##### Page

Because *S* represents the investment in savings, and we’re told that the investment in the certificate of deposit (CD) is $1,000 more than the investment in savings, the investment in the CD is therefore *S* + 1000, as indicated in the table.

2. *Set up an Equation.* The second column of the table reveals that the sum of the individual investments in the CD and savings totals $10,000. Hence, the equation that models this application is

\[(S + 1000) + S = 10000.\nonumber \]

3. *Solve the Equation*. On the left, regroup and combine like terms.

\[2S + 1000 = 10000\nonumber \]

Now, solve.

\[ \begin{aligned} 2S + 1000 -1000 = 1000 - 1000 ~ & \textcolor{red}{ \text{ Subtract 1000 from both sides.}} \\ 2S = 9000 ~ & \textcolor{red}{ \text{ Simplify.}} \\ \frac{2S}{2} = \frac{9000}{2} ~ & \textcolor{red}{ \text{ Divide both sides by 2.}} \\ S = 4500 ~ & \textcolor{red}{ \text{ Simplify.}} \end{aligned}\nonumber \]

4. *Answer the Question*. We’ve only found the investment in savings, but the question also asks for the amount invested in the CD. However, the investment in the CD is easily found by substituting 4500 for S in the expression S + 1000.

##########
##### Entries provided

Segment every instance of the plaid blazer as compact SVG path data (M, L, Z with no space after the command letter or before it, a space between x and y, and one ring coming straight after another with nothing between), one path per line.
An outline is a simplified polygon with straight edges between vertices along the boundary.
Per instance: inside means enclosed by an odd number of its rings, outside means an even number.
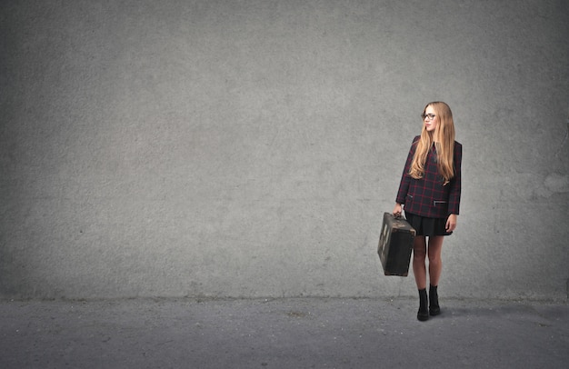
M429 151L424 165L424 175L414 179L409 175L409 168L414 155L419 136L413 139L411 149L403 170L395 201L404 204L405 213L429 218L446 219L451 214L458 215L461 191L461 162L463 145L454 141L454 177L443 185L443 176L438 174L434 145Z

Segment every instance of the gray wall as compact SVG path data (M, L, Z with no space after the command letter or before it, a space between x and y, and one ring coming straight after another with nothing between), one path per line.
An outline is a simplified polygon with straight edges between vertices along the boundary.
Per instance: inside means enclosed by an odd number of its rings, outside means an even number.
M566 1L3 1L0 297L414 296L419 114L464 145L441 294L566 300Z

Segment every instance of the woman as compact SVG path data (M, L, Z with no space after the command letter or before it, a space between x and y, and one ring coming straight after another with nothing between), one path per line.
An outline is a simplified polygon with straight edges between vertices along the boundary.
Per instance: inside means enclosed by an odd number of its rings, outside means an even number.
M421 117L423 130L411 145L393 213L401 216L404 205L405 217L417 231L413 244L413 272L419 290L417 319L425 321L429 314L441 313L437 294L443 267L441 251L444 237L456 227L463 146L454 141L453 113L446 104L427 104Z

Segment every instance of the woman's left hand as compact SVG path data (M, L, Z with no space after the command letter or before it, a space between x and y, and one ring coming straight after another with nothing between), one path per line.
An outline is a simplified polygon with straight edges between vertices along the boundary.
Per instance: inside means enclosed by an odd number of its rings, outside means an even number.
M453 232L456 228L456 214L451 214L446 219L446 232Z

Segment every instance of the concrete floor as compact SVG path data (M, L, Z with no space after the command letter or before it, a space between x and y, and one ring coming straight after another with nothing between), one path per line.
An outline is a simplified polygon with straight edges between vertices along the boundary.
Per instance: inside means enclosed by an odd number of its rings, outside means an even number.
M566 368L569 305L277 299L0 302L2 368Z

##########
##### Entries provided

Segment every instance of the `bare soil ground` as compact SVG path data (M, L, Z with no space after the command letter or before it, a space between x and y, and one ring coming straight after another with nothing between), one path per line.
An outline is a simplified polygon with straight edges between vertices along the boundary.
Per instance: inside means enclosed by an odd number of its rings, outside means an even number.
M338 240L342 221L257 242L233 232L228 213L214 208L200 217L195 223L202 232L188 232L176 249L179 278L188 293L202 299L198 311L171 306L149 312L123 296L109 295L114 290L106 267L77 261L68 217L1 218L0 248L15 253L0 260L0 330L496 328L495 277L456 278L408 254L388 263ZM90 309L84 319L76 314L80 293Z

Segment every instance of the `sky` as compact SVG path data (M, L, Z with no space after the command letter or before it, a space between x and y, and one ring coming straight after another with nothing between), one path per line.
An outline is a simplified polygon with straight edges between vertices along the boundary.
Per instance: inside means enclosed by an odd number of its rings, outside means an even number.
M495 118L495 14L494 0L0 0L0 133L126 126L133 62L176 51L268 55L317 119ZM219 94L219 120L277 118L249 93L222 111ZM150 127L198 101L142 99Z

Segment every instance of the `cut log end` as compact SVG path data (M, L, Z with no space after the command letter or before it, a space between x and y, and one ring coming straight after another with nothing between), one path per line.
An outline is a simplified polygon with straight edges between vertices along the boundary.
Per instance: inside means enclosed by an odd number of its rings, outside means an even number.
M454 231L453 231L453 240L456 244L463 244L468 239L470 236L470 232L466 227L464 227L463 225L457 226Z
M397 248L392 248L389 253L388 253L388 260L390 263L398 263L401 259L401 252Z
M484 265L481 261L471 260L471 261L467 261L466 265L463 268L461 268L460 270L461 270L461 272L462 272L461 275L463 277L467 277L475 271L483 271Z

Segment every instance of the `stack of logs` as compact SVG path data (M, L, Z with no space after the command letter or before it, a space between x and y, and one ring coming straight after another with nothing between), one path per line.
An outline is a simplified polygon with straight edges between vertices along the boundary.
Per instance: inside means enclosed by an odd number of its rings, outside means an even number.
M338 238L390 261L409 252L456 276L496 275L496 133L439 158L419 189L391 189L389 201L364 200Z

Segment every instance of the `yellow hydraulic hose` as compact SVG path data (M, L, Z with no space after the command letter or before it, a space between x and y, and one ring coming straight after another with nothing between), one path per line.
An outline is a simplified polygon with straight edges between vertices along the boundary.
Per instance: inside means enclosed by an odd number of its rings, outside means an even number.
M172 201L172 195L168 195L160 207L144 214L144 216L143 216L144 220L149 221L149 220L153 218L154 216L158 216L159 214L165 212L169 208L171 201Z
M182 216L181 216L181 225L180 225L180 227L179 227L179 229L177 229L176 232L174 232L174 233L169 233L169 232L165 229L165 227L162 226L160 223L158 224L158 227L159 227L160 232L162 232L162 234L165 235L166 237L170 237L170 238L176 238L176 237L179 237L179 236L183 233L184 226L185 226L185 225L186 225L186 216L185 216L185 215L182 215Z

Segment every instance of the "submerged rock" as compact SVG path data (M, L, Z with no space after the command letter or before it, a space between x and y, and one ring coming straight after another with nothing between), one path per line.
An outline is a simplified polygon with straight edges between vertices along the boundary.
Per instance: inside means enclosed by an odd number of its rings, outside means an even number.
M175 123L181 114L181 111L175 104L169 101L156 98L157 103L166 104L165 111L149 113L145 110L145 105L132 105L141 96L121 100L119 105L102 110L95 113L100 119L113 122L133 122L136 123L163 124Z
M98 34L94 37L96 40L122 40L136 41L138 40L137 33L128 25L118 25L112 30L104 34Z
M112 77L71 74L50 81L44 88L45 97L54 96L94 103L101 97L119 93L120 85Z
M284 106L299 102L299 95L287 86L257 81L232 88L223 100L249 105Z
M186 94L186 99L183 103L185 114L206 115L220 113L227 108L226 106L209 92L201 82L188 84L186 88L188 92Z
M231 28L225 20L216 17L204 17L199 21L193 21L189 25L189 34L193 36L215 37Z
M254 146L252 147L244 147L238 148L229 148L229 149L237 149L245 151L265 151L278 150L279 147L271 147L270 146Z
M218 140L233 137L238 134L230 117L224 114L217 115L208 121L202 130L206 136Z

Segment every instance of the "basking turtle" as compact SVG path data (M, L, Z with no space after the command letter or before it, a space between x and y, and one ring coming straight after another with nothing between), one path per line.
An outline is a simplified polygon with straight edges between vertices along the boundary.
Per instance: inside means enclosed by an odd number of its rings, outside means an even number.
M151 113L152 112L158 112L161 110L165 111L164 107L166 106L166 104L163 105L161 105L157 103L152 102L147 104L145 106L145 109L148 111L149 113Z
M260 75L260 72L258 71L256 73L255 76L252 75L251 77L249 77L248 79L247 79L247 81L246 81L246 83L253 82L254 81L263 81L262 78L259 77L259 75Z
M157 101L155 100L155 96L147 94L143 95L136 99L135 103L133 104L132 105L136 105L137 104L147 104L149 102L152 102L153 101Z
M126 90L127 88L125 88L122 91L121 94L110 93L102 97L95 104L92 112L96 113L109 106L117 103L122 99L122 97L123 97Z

##########
##### Entries provided

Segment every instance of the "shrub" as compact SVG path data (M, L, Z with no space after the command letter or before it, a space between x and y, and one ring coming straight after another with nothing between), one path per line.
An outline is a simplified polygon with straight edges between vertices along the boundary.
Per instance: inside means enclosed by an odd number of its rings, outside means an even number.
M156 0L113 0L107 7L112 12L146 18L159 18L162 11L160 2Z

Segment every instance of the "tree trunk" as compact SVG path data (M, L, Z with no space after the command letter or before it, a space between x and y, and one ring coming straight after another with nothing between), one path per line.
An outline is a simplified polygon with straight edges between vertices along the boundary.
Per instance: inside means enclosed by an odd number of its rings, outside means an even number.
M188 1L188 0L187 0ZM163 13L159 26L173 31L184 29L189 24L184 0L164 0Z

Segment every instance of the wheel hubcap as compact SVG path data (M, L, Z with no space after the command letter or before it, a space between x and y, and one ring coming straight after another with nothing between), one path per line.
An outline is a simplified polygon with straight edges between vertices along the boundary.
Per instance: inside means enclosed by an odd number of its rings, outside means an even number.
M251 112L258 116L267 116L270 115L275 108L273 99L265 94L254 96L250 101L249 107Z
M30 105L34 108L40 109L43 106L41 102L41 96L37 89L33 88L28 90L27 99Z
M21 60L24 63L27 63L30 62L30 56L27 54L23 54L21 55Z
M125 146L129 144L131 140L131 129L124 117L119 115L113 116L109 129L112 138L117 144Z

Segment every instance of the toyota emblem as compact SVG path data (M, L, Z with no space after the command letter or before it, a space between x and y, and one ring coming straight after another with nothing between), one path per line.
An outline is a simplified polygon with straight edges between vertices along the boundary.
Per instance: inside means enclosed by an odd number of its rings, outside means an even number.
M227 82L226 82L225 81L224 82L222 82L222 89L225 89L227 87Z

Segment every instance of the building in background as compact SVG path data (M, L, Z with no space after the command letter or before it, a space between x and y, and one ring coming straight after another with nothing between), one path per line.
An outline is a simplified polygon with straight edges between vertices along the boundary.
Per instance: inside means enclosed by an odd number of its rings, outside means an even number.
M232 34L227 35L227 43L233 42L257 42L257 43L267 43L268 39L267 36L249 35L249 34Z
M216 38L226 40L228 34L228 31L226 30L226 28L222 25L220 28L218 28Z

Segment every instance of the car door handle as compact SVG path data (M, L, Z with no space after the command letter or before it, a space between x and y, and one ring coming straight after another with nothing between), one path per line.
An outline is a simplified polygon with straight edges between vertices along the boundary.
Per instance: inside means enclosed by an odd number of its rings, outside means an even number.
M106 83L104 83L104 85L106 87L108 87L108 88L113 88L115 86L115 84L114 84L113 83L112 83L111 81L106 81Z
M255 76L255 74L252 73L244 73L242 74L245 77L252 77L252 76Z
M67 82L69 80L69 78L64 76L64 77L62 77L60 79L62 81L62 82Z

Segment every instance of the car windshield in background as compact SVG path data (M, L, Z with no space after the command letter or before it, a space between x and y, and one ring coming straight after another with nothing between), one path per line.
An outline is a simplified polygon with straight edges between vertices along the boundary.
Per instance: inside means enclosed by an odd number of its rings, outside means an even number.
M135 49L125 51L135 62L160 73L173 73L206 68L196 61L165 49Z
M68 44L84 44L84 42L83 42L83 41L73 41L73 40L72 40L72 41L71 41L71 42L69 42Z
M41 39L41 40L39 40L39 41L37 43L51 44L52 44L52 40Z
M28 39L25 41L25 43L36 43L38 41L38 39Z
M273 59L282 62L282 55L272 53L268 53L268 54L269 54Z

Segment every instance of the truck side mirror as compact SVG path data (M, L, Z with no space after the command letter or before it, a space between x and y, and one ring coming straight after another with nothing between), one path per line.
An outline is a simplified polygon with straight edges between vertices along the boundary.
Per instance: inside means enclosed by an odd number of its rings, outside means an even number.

##########

● Jobs
- 1) In the investment problem, why is the amount in the certificate of deposit written as S + 1000?
- 2) In the entries, render the stretch from the line containing "Segment every instance of the woman as" through the line containing "M566 368L569 305L277 299L0 302L2 368Z" as a Markdown table with columns Row and Line, leaving out blank lines.

● Results of the tasks
- 1) S stands for the investment in savings. The investment in the CD is stated to be $1,000 more than the investment in savings, so it is S + 1000.

- 2)
| Row | Line |
|---|---|
| 1 | Segment every instance of the woman as compact SVG path data (M, L, Z with no space after the command letter or before it, a space between x and y, and one ring coming straight after another with nothing between), one path per line. |
| 2 | An outline is a simplified polygon with straight edges between vertices along the boundary. |
| 3 | Per instance: inside means enclosed by an odd number of its rings, outside means an even number. |
| 4 | M421 117L423 130L411 145L393 213L401 216L404 205L405 217L417 231L413 244L413 272L419 290L417 319L425 321L429 314L441 313L437 294L443 267L441 251L444 237L456 227L463 146L454 141L453 113L446 104L427 104Z |
| 5 | Segment every instance of the woman's left hand as compact SVG path data (M, L, Z with no space after the command letter or before it, a space between x and y, and one ring coming straight after another with nothing between), one path per line. |
| 6 | An outline is a simplified polygon with straight edges between vertices along the boundary. |
| 7 | Per instance: inside means enclosed by an odd number of its rings, outside means an even number. |
| 8 | M453 232L456 228L456 214L451 214L446 219L446 232Z |
| 9 | Segment every instance of the concrete floor as compact SVG path data (M, L, Z with no space after the command letter or before it, a space between x and y, and one ring coming straight after another with nothing between), one path per line. |
| 10 | An outline is a simplified polygon with straight edges between vertices along the boundary. |
| 11 | Per instance: inside means enclosed by an odd number of its rings, outside means an even number. |
| 12 | M566 368L569 305L277 299L0 302L2 368Z |